-------- Exercise material

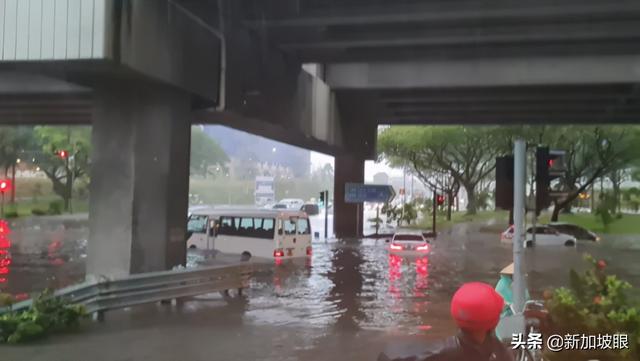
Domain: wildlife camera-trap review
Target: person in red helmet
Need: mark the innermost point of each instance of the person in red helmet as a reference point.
(476, 309)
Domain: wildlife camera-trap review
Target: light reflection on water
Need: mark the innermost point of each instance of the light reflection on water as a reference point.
(350, 286)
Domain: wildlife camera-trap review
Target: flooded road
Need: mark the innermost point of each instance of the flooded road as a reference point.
(350, 299)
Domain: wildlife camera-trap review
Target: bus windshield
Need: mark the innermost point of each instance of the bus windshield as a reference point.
(197, 223)
(255, 227)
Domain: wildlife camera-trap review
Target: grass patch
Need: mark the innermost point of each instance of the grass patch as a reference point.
(461, 217)
(24, 208)
(628, 224)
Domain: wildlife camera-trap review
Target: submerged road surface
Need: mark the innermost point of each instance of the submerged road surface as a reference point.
(347, 303)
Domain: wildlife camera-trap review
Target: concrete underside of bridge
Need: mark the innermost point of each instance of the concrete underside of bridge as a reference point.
(150, 69)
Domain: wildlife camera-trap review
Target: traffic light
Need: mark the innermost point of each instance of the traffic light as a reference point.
(63, 154)
(550, 164)
(5, 185)
(504, 182)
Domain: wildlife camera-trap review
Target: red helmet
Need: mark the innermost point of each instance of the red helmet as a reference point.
(476, 306)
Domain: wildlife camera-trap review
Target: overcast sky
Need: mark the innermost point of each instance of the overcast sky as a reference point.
(370, 168)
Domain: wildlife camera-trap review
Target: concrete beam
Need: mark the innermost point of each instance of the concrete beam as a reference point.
(486, 73)
(454, 12)
(265, 129)
(519, 34)
(511, 119)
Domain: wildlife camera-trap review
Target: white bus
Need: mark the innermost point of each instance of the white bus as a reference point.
(261, 233)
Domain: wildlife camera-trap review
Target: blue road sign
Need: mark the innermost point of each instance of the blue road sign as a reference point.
(374, 193)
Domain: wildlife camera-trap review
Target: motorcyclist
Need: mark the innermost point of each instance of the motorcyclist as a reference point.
(504, 289)
(476, 309)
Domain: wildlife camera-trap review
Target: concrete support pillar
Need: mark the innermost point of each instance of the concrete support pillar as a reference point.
(139, 180)
(347, 217)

----------------

* **Required task**
Please list every line in the listing above that contains the string "grass", treating uppercase and lowercase letters as different.

* **Response**
Target: grass patch
Need: mark the innermost point of each instance of the grass patch as a reference point.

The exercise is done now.